## TEXT TO READ:
______

= Kevin M. Short =

American mathematician and entrepreneur (born 1963)

Kevin M. Short (born June 23, 1963) is an American mathematician and entrepreneur. He is a professor of Applied Mathematics at the University of New Hampshire. He is also co-founder and Chief Technology Officer (CTO) at Setem Technologies, in Newbury, Massachusetts. Since 1994, when he began at UNH, Short's academic research and work has continually focused on tying together nonlinear chaos theory and signal processing so that nonlinearity can play a major role in the future of technology development.

==Education==
Short grew up and attended high school in Suffern, New York. He completed his undergraduate work at the University of Rochester in 1985, receiving both a B.S. in Physics and a B.A. in geology. He then attended the Imperial College of London on a Marshall Scholarship, where he earned his PhD in Theoretical Physics. In 1994, Short joined the University of New Hampshire's Department of Mathematics as an assistant professor. At UNH, Short presently holds the position of University Professor.

==Research==
In 1996, Short developed and patented a technology called CCT, or Chaotic Compression Technology. Claimed to be "fundamentally different" from existing technology, CCT used nonlinear mathematical equations to produce complex waveforms. These waveforms were then transmitted through the Internet or any communications device, requiring far less bandwidth to transmit the same amount of data than the existing technology. CCT was widely used whenever music or ringtones were downloaded to a cell phone device.

______

## REQUIREMENT 1:
Translate this sentence from the Kevin M. Short article into Spanish: "He is a professor of Applied Mathematics at the University of New Hampshire."
## REQUIREMENT 2:
Based on the Kevin M. Short article, explain in one to three sentences why Short's work has tied nonlinear chaos theory to signal processing.

## MATERIAL:
______

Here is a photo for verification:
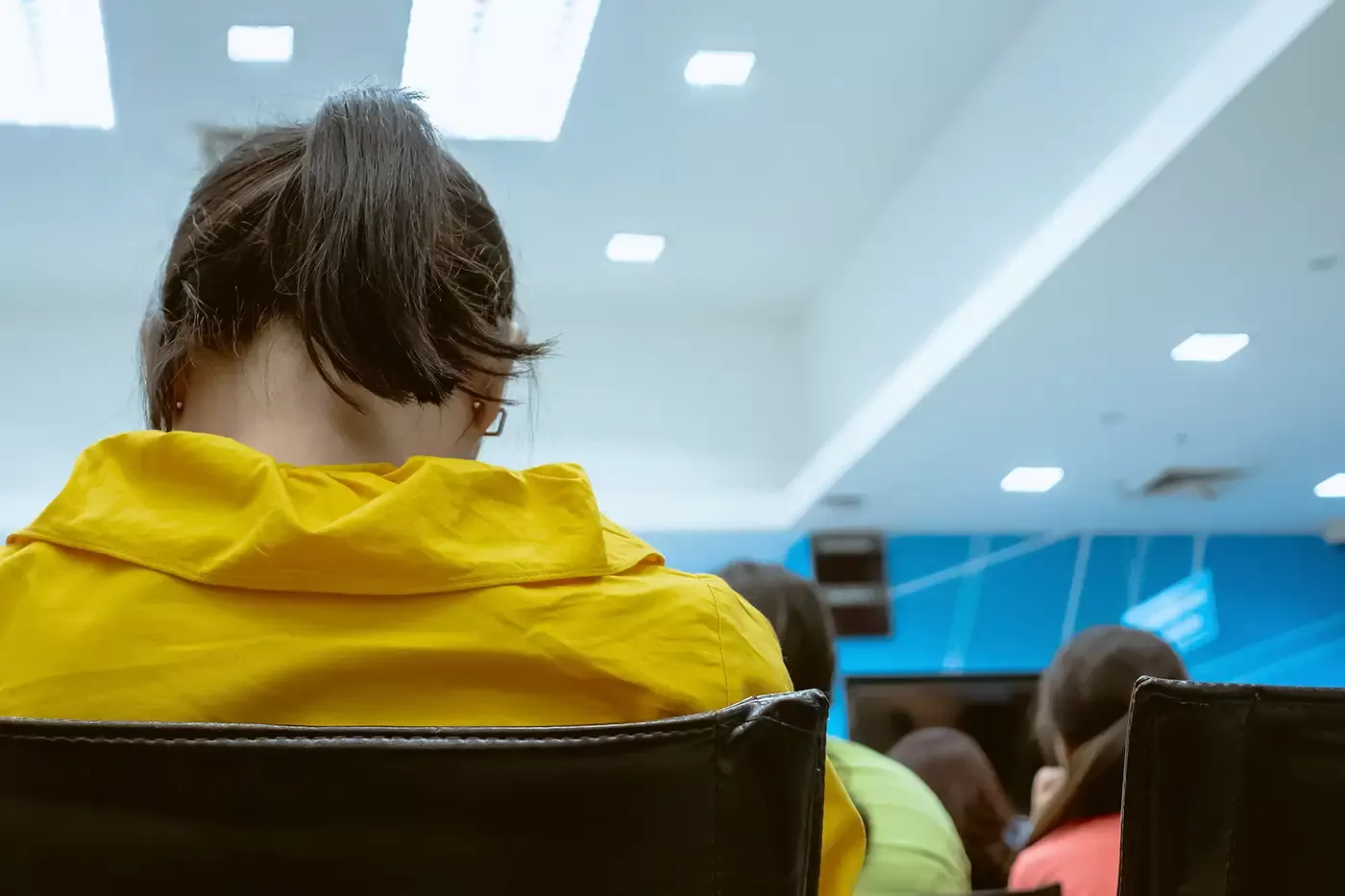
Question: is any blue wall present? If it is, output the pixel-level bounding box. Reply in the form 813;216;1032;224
786;536;1345;733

______

## TASK RESPONSE 1:
Es profesor de Matemáticas Aplicadas en la Universidad de New Hampshire.

## TASK RESPONSE 2:
Short's research has tied nonlinear chaos theory to signal processing so that nonlinearity can play a major role in the future of technology development. This focus has continued since 1994, when he began at the University of New Hampshire.